Work to complete. Please print out every line of the material, unchanged.

#### Data provided

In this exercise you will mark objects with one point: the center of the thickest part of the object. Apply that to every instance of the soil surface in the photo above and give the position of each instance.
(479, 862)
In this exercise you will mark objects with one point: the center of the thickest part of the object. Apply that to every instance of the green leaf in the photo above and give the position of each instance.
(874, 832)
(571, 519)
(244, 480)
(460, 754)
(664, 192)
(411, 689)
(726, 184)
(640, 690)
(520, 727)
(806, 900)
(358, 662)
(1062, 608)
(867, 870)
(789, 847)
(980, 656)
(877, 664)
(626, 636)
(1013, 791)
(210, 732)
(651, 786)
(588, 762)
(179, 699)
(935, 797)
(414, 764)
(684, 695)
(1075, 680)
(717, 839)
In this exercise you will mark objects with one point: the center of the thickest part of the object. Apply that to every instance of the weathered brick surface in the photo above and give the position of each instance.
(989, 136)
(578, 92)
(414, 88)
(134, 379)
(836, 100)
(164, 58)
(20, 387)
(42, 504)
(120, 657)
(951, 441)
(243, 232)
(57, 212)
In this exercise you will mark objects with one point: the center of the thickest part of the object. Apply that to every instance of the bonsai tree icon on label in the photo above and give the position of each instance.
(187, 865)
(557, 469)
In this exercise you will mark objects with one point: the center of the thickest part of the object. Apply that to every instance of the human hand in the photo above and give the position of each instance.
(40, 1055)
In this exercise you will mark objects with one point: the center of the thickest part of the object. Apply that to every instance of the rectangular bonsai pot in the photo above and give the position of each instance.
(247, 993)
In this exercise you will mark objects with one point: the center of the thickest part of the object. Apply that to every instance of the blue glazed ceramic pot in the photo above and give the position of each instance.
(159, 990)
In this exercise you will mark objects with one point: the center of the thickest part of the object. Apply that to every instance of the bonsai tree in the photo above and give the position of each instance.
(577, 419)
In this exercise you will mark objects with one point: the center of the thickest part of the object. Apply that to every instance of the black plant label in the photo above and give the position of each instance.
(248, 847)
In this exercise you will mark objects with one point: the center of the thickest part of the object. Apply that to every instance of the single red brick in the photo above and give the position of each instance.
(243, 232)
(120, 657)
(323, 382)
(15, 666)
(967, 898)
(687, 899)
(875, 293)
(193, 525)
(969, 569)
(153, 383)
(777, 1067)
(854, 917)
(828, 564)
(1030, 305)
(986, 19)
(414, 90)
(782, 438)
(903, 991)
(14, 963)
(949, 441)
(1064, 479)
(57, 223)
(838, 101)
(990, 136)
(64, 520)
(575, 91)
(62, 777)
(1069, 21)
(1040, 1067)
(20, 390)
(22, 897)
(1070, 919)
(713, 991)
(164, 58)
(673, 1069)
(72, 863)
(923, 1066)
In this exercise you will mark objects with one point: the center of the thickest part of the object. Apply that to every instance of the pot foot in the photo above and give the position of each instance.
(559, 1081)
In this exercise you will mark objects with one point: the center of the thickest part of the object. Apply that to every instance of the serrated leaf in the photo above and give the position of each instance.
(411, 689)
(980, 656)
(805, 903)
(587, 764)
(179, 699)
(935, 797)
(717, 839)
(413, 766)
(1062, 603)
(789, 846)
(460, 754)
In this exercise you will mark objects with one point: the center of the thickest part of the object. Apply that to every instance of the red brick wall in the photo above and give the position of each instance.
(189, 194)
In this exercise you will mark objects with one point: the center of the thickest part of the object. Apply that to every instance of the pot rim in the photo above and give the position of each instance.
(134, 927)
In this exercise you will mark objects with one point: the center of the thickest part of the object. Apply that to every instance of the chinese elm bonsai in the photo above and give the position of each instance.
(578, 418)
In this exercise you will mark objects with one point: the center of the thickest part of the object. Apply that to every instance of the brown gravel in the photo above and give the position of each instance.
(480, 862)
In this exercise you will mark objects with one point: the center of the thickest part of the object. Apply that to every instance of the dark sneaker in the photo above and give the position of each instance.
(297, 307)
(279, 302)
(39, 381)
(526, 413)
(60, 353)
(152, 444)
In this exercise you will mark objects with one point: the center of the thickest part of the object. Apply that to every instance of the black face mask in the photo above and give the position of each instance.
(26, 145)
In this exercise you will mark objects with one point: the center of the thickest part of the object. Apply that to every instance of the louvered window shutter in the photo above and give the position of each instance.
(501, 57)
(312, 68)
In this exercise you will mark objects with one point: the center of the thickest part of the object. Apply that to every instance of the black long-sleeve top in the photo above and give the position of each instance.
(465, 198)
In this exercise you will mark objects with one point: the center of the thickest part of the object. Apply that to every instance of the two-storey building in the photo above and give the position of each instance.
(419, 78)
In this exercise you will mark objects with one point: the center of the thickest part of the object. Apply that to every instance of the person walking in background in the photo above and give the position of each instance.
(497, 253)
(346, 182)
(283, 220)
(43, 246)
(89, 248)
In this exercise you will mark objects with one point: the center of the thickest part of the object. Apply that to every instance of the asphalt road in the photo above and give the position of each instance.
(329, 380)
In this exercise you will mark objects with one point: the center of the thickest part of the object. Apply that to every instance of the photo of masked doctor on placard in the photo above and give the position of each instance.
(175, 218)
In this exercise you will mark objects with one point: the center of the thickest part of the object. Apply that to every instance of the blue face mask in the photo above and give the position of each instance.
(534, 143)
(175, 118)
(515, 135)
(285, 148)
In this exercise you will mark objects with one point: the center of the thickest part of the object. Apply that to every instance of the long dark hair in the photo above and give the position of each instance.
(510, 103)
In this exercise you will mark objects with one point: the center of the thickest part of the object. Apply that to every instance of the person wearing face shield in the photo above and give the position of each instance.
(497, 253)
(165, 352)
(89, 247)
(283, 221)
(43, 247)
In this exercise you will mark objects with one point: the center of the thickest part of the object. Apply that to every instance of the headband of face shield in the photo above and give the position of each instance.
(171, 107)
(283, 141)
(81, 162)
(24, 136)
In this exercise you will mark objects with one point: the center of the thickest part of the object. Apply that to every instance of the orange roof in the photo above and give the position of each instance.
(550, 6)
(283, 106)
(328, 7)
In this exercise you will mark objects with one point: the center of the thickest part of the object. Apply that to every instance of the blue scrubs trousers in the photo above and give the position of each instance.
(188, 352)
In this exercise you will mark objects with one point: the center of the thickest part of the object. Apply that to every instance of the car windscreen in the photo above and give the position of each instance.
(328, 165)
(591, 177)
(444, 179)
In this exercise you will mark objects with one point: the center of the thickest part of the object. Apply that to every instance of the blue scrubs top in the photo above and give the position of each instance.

########

Solution for this problem.
In this exercise you will mark objects with one point: the center of the thickest part of the object. Apply that to every instance of the soil surface in the photo above and give the position of each instance.
(479, 862)
In this exercise you will mark objects with one point: the center of the thickest part of the object. Apply that to every instance of the green leaf in the photo above and give the position of each instance.
(874, 832)
(571, 519)
(244, 480)
(460, 754)
(664, 192)
(411, 689)
(726, 184)
(640, 690)
(520, 727)
(806, 900)
(358, 662)
(1062, 608)
(867, 870)
(789, 847)
(980, 656)
(877, 664)
(626, 636)
(1013, 791)
(210, 732)
(651, 786)
(588, 762)
(179, 699)
(935, 797)
(414, 764)
(684, 695)
(1075, 680)
(717, 839)
In this exercise you will mark objects with one point: the center of the thickest part of the object. Apply that to every instance of the weathered brick surface in the photo above and give the position of each instance.
(989, 136)
(578, 92)
(414, 88)
(134, 379)
(836, 100)
(164, 58)
(20, 387)
(42, 504)
(120, 657)
(951, 441)
(243, 232)
(57, 212)
In this exercise you will mark objects with one point: the center of the thickest part of the object. Apply that to every instance of the bonsai tree icon on label in the photo above and give the position of each instance.
(187, 865)
(557, 469)
In this exercise you will mark objects with one point: the center of the thickest part of the object. Apply that to every instance of the human hand in the photo above and give the position of each instance.
(40, 1055)
In this exercise you will mark objects with one point: the center of the thickest part of the object. Apply that to every instance of the rectangular bonsai pot in the photo above and give the position of each instance.
(247, 993)
In this exercise you will mark objects with one point: the center of the thickest part of the object. Apply that to every instance of the blue glazed ceramic pot in the photo above and give the position of each instance.
(159, 990)
In this exercise you will mark objects with one point: the center of the thickest part of the object. Apply that to every instance of the bonsai tree in the photo above and give the position of each instance.
(577, 419)
In this exercise you will mark objects with one point: the center of the thickest part of the object. Apply that to every instance of the black plant label in the photo above and give the position of each instance.
(248, 847)
In this exercise you will mark objects with one point: the center of the thickest part of the object. Apply that to every instance of the single red brick in the photo above and give the position of each instance.
(243, 232)
(120, 657)
(323, 382)
(15, 666)
(967, 898)
(687, 899)
(875, 293)
(193, 525)
(969, 569)
(153, 383)
(777, 1067)
(854, 917)
(828, 564)
(1030, 305)
(986, 19)
(414, 90)
(782, 438)
(903, 991)
(14, 963)
(949, 441)
(1064, 479)
(57, 223)
(838, 101)
(990, 136)
(64, 520)
(575, 91)
(62, 777)
(1069, 21)
(1040, 1067)
(20, 390)
(22, 897)
(1070, 919)
(713, 991)
(164, 58)
(673, 1069)
(72, 863)
(923, 1066)
In this exercise you will mark objects with one point: the center of the thickest part of the object. Apply that to every instance of the pot foot in the photo above and give the position of each instance.
(559, 1081)
In this exercise you will mark objects with one point: the center of the thickest part of the object. Apply that to every instance of the serrated leaf in the photo above and give the position of each instance.
(411, 689)
(980, 656)
(805, 903)
(587, 764)
(179, 699)
(935, 797)
(717, 839)
(413, 766)
(1062, 603)
(789, 846)
(460, 754)
In this exercise you will mark objects with one point: the center of the thickest part of the object. Apply that to every instance of the red brick wall in the photo above and give the position of each instance.
(189, 194)
In this exercise you will mark objects with one point: the center of the thickest part of the object. Apply that to every instance of the pot rim in the photo above and give the position of each instance.
(134, 927)
In this exercise you will mark objects with one point: the center of the thickest part of the object. Apply that to every instance of the chinese elm bonsai in the photo above and give the position of each instance.
(578, 418)
In this exercise you will mark objects with one point: the center of the thickest part of the object. Apply that to every instance of the brown gravel in the photo above and give the position of each instance.
(480, 862)
In this exercise you will mark objects with one point: the center of the thickest part of the object. Apply that to every instance of the dark sneaker in the photo above and give the position of each instance.
(297, 307)
(279, 302)
(39, 381)
(526, 413)
(60, 353)
(152, 444)
In this exercise you will mark objects with one point: the center of the thickest part of the object. Apply that to every instance of the black face mask in the photo above and give the position of each instance.
(26, 145)
In this exercise you will mark objects with one point: the center of the thickest part of the object. Apply that to every instance of the louvered window shutter in the photo above and give the position of each instance.
(501, 57)
(312, 68)
In this exercise you will mark objects with one point: the center of the thickest part of the object. Apply that to every instance of the black long-sleeve top in the photo above and give the position of each instance.
(465, 198)
In this exercise you will mark objects with one point: the center of the thickest part of the object. Apply that to every instance of the two-storey building in the photo above and give the position of each instance.
(419, 78)
In this exercise you will mark objects with one point: the center of the thickest part of the object. Apply that to every instance of the person walking in background in the photo above and give the position of each instance.
(497, 253)
(346, 182)
(283, 220)
(43, 246)
(89, 248)
In this exercise you will mark objects with one point: the center of the thickest part of the object. Apply that to every instance of the asphalt road in the photo above and give the position of each instance.
(329, 380)
In this exercise you will mark objects with one point: the center of the thickest part of the object. Apply that to every instance of the photo of masked doctor on placard in the photo above and give the position of each instance.
(175, 218)
In this exercise you will mark objects with one point: the center of the thickest part of the object. Apply that to every instance of the blue face mask in the photo above and give the position of each instance.
(534, 143)
(175, 118)
(515, 135)
(285, 148)
In this exercise you will mark objects with one point: the center of the thickest part of the object. Apply that to every instance of the long dark hair in the photo above and give the position of each instance.
(510, 103)
In this exercise you will mark objects with one point: the center of the thickest part of the object. Apply that to every instance of the person wearing face shield in the photo above and give the position of each instance.
(497, 253)
(165, 352)
(89, 247)
(283, 221)
(43, 247)
In this exercise you will mark objects with one point: the center of the thickest part of the object. Apply that to every instance of the headband of face shield in the photo above and give the position of each instance.
(171, 107)
(283, 141)
(81, 162)
(24, 136)
In this exercise you will mark objects with one point: the center of the thickest part of the object. Apply that to every instance of the orange roof in the photo above and give the position of each instance.
(550, 6)
(283, 106)
(328, 7)
In this exercise you will mark objects with one point: the center of the thickest part of the object. Apply that to every instance of the blue scrubs trousers in the photo above and give the position of each instance.
(188, 352)
In this exercise you will mark objects with one point: the center of the thickest part of the object. Apply that to every instance of the car windscreen in the photo above and give the position of each instance.
(328, 165)
(591, 177)
(444, 179)
In this exercise you will mark objects with one point: the center of the thickest part of the object. Apply that to every instance of the blue scrubs top in the photo above and give the position of each instance.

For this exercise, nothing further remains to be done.